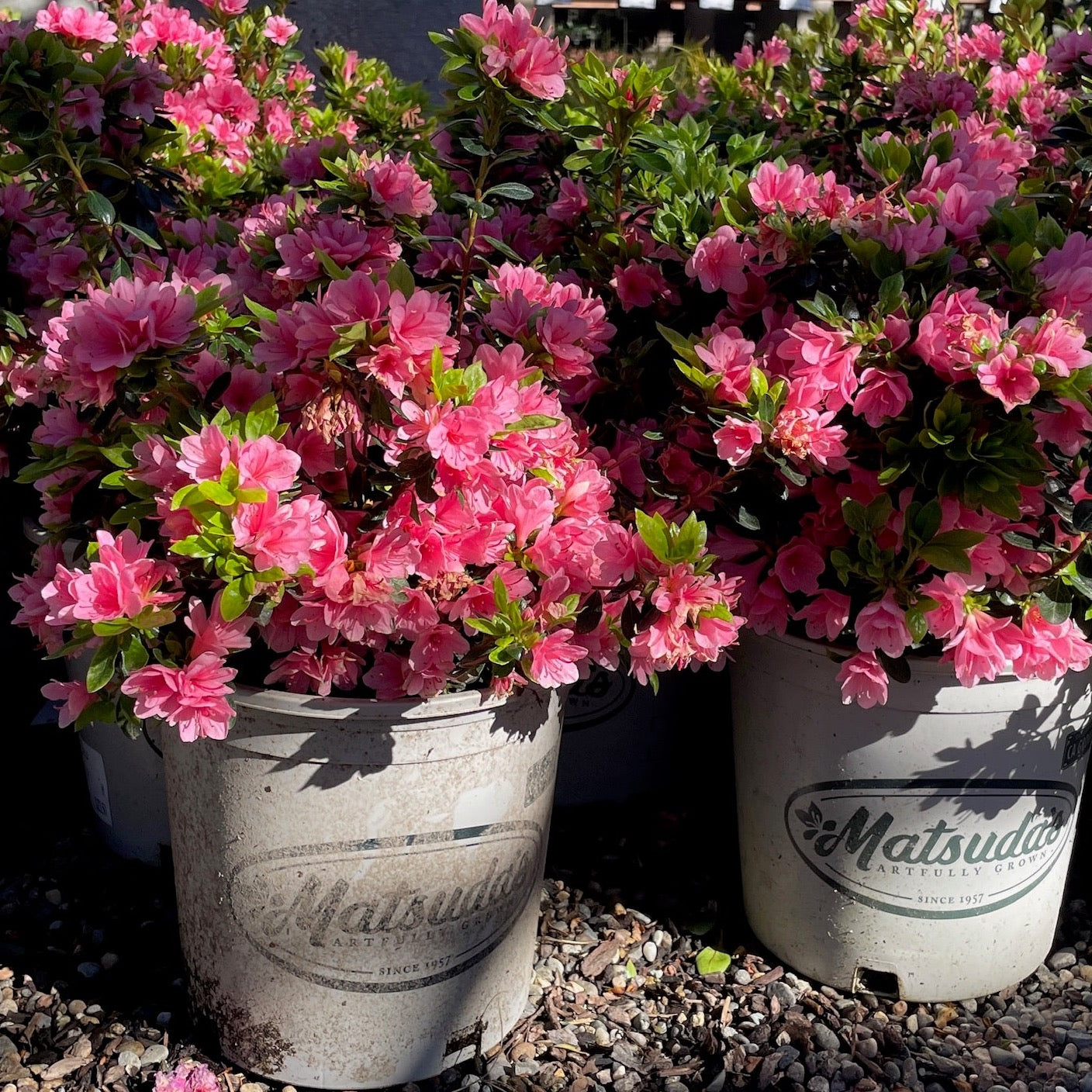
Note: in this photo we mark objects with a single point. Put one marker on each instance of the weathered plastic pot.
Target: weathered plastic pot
(617, 738)
(917, 848)
(358, 881)
(125, 784)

——

> [What to work on] Please copy out every line of the material above word for word, leaving out the pictures.

> [Result for this exercise]
Note: in this photo we mark objects with a single point. Put one marker on each instance of the weathered plastic pot.
Target: weathered plastic pot
(617, 738)
(917, 848)
(358, 881)
(125, 784)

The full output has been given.